In [1]:
import os
import hopsworks
import polars as pl

In [2]:
with open('data/hopsworks-api-key.txt', 'r') as file:
    os.environ["HOPSWORKS_API_KEY"] = file.read().rstrip()
    
project = hopsworks.login()

2025-01-05 16:56:27,676 INFO: Initializing external client
2025-01-05 16:56:27,677 INFO: Base URL: https://c.app.hopsworks.ai:443
2025-01-05 16:56:29,413 INFO: Python Engine initialized.

Logged in to project, explore it here https://c.app.hopsworks.ai:443/p/1159324


## Get data

### Quick data exploration
Taken from https://graildient-descent.streamlit.app/eda, using 10,000 samples.
We could do the same using the larger dataset.

#### Numerical/quantitative features
Target variable (sold_price):
- Most sold items are between 35-135$ (consider plotting bins) - consider outliers, since we are far from normal distribution, maybe try a log transformation?

Number of photos:
- Another numerical feature, could be added
- Price increases until 13 photos, then inconsistent

#### Categorical/qualitative features
- high-cardinality: designer, color, subcategory, size
- low-cardinality: category, condition

Target encoding more fitting for high-cardinality features. Whereas low-cardinality features could be one-hot encoded.

- designer a strong predictor
- we skip department, to focus on men's clothing only (it has better representation)
- there is good variation of sold prices in different subcategories => probably a good indicator
- could be interesting to use embeddings for color instead
- condition - perfect for ordinal encoding. The better the condition, the higher the average sold price.

##### Text
- title/description - should we do any pre-processing?

**GIVEN PROBLEM 1:** According to the notebook excerpt, which encoding suits the condition feature?
**GIVEN PROBLEM 2:** Copy the notebook excerpt from "## Get data" to "the larger dataset.", swapping "10,000" for "5,000".
The items after the notebook excerpt are separate material.

(Entries drawn from a collection)
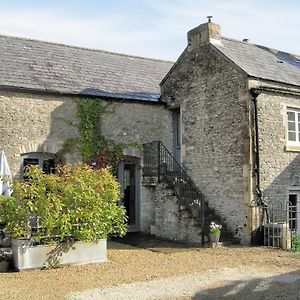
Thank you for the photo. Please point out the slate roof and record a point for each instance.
(262, 62)
(43, 66)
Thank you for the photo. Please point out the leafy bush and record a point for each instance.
(76, 202)
(215, 228)
(295, 242)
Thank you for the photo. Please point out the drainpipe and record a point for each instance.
(255, 93)
(260, 202)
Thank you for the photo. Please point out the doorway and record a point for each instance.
(294, 211)
(129, 178)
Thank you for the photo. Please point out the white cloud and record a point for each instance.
(162, 33)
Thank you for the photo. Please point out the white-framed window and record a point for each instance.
(293, 126)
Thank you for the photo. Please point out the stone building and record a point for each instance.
(227, 111)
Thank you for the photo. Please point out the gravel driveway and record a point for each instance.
(165, 273)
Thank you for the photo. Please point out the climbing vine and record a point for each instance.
(92, 144)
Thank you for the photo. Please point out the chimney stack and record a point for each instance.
(203, 34)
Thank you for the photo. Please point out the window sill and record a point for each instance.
(292, 148)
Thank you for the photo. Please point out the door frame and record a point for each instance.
(137, 225)
(294, 191)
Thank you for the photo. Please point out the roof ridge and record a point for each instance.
(84, 48)
(263, 46)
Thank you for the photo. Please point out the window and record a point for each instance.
(293, 126)
(44, 160)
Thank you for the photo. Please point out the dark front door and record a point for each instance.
(128, 176)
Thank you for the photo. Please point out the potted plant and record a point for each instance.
(214, 232)
(62, 218)
(5, 259)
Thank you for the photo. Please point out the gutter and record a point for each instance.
(259, 200)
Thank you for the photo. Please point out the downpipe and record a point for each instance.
(259, 195)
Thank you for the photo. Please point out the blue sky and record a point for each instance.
(154, 28)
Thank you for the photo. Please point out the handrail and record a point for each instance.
(160, 163)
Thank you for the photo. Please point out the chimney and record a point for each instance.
(205, 33)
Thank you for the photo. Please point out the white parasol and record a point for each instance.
(5, 175)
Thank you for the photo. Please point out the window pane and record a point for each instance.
(49, 166)
(29, 162)
(292, 136)
(292, 126)
(291, 116)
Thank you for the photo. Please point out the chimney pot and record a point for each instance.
(203, 34)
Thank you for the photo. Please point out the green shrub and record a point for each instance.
(295, 242)
(76, 202)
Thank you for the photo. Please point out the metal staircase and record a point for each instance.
(160, 163)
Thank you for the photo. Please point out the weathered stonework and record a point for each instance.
(215, 110)
(171, 221)
(41, 123)
(279, 166)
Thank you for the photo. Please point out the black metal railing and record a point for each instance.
(161, 164)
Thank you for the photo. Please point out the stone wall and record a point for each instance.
(41, 123)
(215, 102)
(279, 165)
(170, 221)
(33, 123)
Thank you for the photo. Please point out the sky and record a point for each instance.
(153, 28)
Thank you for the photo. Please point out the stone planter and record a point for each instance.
(214, 238)
(26, 256)
(4, 266)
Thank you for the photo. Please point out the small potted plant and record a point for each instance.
(5, 259)
(214, 232)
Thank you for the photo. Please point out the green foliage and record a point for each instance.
(91, 140)
(77, 202)
(215, 231)
(295, 242)
(92, 144)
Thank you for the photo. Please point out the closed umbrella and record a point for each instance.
(5, 175)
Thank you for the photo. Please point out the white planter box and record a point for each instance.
(36, 257)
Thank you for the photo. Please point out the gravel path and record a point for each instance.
(195, 285)
(186, 273)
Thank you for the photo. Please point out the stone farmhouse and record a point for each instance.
(213, 136)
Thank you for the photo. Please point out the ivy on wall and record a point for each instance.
(92, 144)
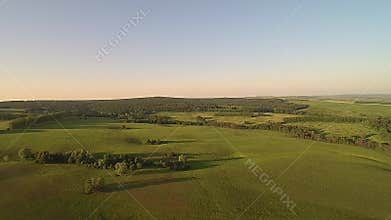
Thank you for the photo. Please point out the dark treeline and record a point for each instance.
(326, 118)
(297, 131)
(121, 163)
(158, 104)
(381, 123)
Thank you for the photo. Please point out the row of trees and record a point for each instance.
(381, 123)
(157, 104)
(121, 163)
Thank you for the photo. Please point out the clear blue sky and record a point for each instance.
(194, 48)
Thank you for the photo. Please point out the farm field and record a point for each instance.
(346, 108)
(326, 181)
(337, 129)
(228, 117)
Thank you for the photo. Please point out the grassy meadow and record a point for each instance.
(329, 181)
(346, 108)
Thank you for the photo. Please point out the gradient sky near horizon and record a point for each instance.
(194, 48)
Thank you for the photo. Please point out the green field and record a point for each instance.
(346, 108)
(228, 117)
(328, 181)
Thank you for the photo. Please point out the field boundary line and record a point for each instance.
(296, 160)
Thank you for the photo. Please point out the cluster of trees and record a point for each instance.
(94, 184)
(174, 162)
(121, 163)
(115, 108)
(154, 141)
(381, 123)
(147, 118)
(326, 118)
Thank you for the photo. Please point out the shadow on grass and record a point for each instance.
(18, 131)
(177, 141)
(115, 187)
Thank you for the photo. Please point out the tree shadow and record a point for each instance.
(18, 131)
(115, 187)
(177, 141)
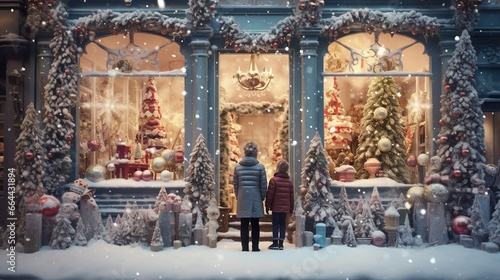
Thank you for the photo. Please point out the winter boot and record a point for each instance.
(244, 247)
(273, 246)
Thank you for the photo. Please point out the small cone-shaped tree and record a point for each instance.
(200, 187)
(383, 131)
(317, 198)
(461, 139)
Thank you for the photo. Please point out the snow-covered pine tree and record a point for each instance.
(383, 131)
(63, 233)
(80, 239)
(60, 97)
(363, 224)
(494, 226)
(378, 210)
(344, 206)
(200, 186)
(477, 226)
(317, 198)
(350, 237)
(161, 197)
(30, 159)
(461, 139)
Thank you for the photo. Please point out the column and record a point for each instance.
(310, 93)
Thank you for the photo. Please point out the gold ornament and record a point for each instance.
(169, 157)
(436, 193)
(96, 173)
(159, 164)
(415, 195)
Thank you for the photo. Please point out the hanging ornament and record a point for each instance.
(28, 156)
(159, 164)
(411, 161)
(423, 159)
(96, 173)
(111, 167)
(137, 176)
(165, 176)
(147, 175)
(380, 113)
(93, 145)
(384, 144)
(460, 224)
(49, 205)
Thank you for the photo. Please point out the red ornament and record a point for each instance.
(137, 176)
(49, 205)
(460, 224)
(93, 145)
(179, 157)
(411, 161)
(28, 156)
(147, 175)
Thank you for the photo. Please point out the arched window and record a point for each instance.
(350, 66)
(131, 99)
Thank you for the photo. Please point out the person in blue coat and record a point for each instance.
(250, 187)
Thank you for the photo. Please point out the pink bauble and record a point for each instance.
(49, 205)
(137, 176)
(460, 224)
(378, 238)
(411, 161)
(147, 175)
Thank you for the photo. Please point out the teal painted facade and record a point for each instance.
(306, 50)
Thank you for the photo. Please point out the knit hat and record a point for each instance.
(282, 166)
(251, 149)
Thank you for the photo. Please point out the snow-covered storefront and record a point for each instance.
(126, 90)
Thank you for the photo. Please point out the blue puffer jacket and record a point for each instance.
(250, 187)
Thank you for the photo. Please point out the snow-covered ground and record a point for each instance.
(100, 260)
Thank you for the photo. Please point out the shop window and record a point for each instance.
(257, 114)
(352, 65)
(131, 100)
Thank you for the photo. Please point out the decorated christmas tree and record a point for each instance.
(151, 132)
(316, 195)
(383, 131)
(461, 139)
(60, 97)
(338, 127)
(200, 187)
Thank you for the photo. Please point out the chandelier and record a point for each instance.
(253, 80)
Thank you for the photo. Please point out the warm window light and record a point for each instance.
(253, 80)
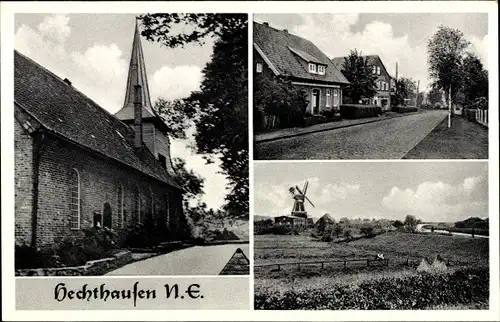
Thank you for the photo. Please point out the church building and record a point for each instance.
(77, 166)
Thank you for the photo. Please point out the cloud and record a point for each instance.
(175, 82)
(432, 201)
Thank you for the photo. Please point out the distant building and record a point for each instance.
(384, 81)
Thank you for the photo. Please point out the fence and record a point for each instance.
(482, 117)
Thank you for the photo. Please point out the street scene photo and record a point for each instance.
(131, 150)
(371, 236)
(370, 86)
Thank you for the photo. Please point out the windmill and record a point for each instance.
(298, 200)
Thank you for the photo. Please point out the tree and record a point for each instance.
(362, 81)
(219, 110)
(435, 96)
(410, 222)
(475, 79)
(446, 50)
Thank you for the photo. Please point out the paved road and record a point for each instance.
(198, 260)
(387, 139)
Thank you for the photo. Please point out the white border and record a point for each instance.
(7, 21)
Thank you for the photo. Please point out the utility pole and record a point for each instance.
(449, 108)
(416, 98)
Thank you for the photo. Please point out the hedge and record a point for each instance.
(357, 111)
(406, 109)
(420, 291)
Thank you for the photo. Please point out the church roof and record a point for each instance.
(136, 75)
(66, 112)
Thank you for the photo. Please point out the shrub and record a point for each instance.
(412, 292)
(357, 111)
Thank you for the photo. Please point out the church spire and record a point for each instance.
(136, 76)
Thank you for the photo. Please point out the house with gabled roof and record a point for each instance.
(384, 80)
(78, 166)
(282, 54)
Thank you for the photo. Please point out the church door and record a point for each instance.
(106, 215)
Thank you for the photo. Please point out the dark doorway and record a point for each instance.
(106, 215)
(315, 101)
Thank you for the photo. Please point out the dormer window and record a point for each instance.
(312, 68)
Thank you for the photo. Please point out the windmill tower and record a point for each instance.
(299, 197)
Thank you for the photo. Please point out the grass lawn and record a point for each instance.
(464, 140)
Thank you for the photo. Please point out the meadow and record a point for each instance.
(280, 286)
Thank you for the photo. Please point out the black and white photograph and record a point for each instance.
(131, 148)
(370, 86)
(371, 236)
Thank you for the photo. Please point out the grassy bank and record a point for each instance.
(462, 287)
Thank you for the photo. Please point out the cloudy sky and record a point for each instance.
(400, 38)
(93, 52)
(432, 191)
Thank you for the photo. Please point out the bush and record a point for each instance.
(357, 111)
(414, 292)
(406, 109)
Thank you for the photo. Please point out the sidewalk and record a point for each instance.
(296, 131)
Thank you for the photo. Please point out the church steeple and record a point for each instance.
(136, 76)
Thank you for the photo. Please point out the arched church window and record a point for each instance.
(75, 201)
(119, 197)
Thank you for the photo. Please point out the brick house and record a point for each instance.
(280, 53)
(78, 166)
(384, 80)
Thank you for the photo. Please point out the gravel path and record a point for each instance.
(198, 260)
(388, 139)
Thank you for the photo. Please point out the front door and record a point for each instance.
(315, 101)
(336, 97)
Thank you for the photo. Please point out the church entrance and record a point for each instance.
(106, 215)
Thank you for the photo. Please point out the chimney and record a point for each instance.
(137, 116)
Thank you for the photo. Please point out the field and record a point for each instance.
(397, 247)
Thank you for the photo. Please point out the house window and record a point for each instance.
(119, 197)
(258, 68)
(75, 201)
(312, 68)
(163, 160)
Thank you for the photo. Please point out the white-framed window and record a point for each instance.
(119, 201)
(258, 67)
(75, 202)
(312, 68)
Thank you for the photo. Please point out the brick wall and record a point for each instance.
(23, 158)
(99, 182)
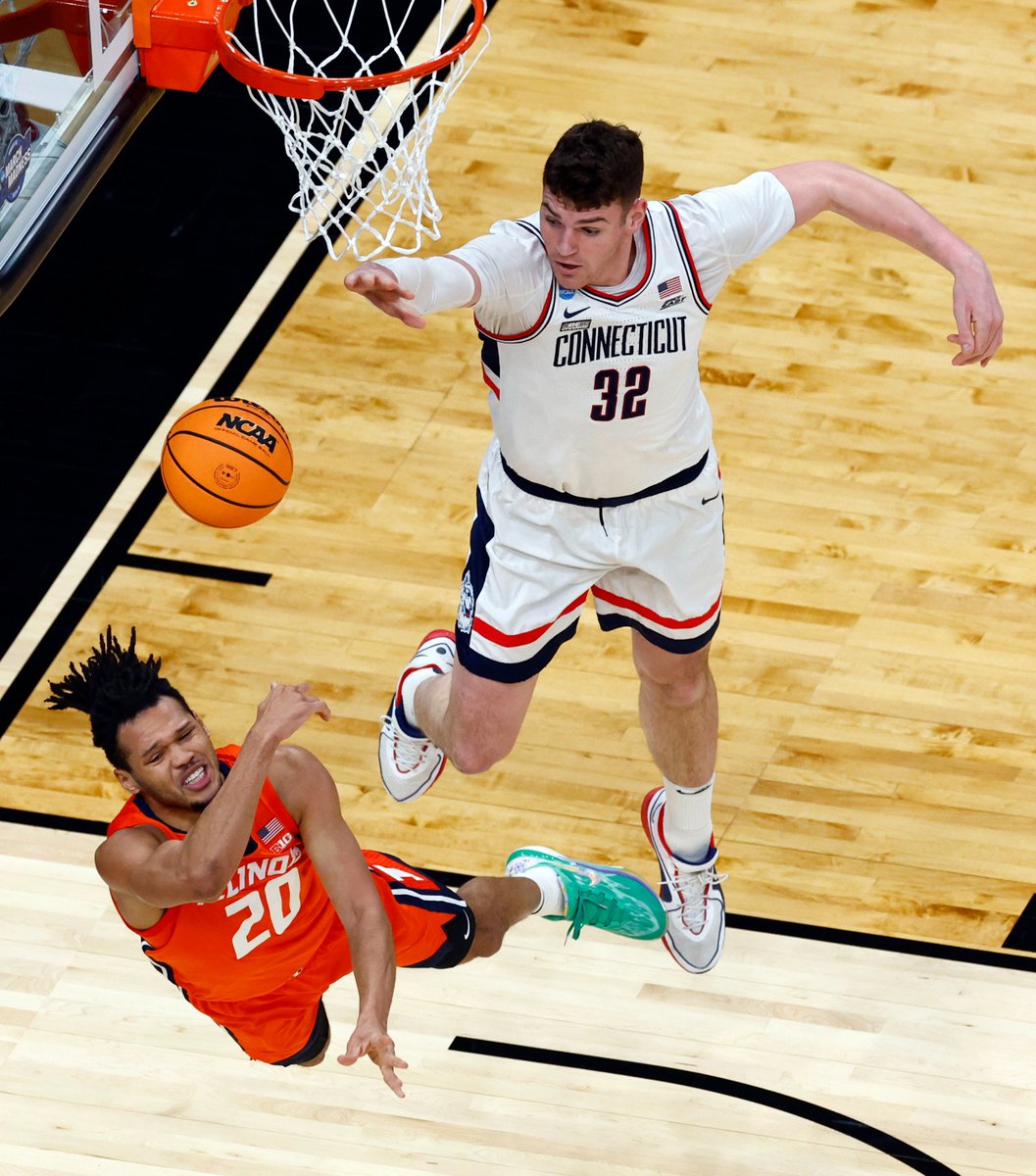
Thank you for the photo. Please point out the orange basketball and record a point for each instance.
(227, 463)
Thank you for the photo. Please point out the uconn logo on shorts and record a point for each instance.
(466, 610)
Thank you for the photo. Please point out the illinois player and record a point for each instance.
(237, 871)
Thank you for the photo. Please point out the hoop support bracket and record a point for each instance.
(178, 40)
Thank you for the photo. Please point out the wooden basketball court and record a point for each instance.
(874, 1010)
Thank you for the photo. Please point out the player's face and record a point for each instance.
(589, 246)
(172, 761)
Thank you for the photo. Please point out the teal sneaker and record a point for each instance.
(596, 895)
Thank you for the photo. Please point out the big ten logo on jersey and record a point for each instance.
(249, 874)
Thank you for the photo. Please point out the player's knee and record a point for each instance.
(683, 686)
(319, 1058)
(478, 753)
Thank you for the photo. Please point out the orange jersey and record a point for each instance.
(274, 918)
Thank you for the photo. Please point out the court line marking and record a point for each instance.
(845, 1124)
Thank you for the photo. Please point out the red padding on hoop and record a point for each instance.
(177, 41)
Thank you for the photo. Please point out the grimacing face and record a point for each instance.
(589, 246)
(172, 760)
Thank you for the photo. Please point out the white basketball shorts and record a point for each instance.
(654, 564)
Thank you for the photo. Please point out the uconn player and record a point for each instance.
(602, 476)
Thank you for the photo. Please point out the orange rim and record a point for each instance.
(289, 85)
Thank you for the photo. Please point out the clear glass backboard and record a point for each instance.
(70, 97)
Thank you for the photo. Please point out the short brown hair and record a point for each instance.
(595, 164)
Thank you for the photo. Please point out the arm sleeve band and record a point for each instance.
(437, 283)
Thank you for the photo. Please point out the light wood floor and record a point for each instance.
(875, 662)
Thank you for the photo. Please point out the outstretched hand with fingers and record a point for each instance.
(381, 288)
(376, 1045)
(978, 315)
(286, 709)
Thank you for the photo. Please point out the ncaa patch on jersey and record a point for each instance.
(466, 610)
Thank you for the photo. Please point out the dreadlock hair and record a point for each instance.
(112, 686)
(595, 164)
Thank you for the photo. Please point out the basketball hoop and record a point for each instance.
(357, 127)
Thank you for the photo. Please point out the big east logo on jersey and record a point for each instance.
(249, 429)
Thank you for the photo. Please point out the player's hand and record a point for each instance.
(978, 315)
(381, 288)
(380, 1048)
(286, 709)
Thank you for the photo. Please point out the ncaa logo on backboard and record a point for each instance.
(466, 611)
(16, 165)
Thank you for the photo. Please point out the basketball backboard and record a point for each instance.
(70, 98)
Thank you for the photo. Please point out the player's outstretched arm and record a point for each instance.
(408, 288)
(382, 289)
(311, 797)
(822, 186)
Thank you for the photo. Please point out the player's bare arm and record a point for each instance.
(310, 794)
(148, 873)
(413, 287)
(821, 186)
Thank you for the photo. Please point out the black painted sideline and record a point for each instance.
(881, 1141)
(1023, 934)
(202, 570)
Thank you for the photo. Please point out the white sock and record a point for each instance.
(688, 820)
(553, 900)
(410, 688)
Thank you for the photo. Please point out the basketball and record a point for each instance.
(227, 463)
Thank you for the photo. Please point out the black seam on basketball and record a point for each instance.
(223, 445)
(205, 489)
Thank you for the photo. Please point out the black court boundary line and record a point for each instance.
(202, 570)
(871, 1136)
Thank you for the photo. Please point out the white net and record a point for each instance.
(361, 153)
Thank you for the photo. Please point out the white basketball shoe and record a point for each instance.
(690, 893)
(410, 761)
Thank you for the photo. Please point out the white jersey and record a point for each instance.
(595, 392)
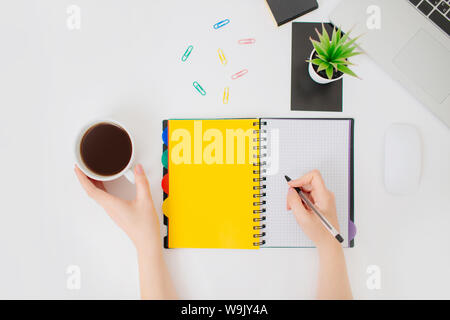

**FINAL ANSWER 1:** Ordinal encoding.

**FINAL ANSWER 2:**
## Get data

### Quick data exploration
Taken from https://graildient-descent.streamlit.app/eda, using 5,000 samples.
We could do the same using the larger dataset.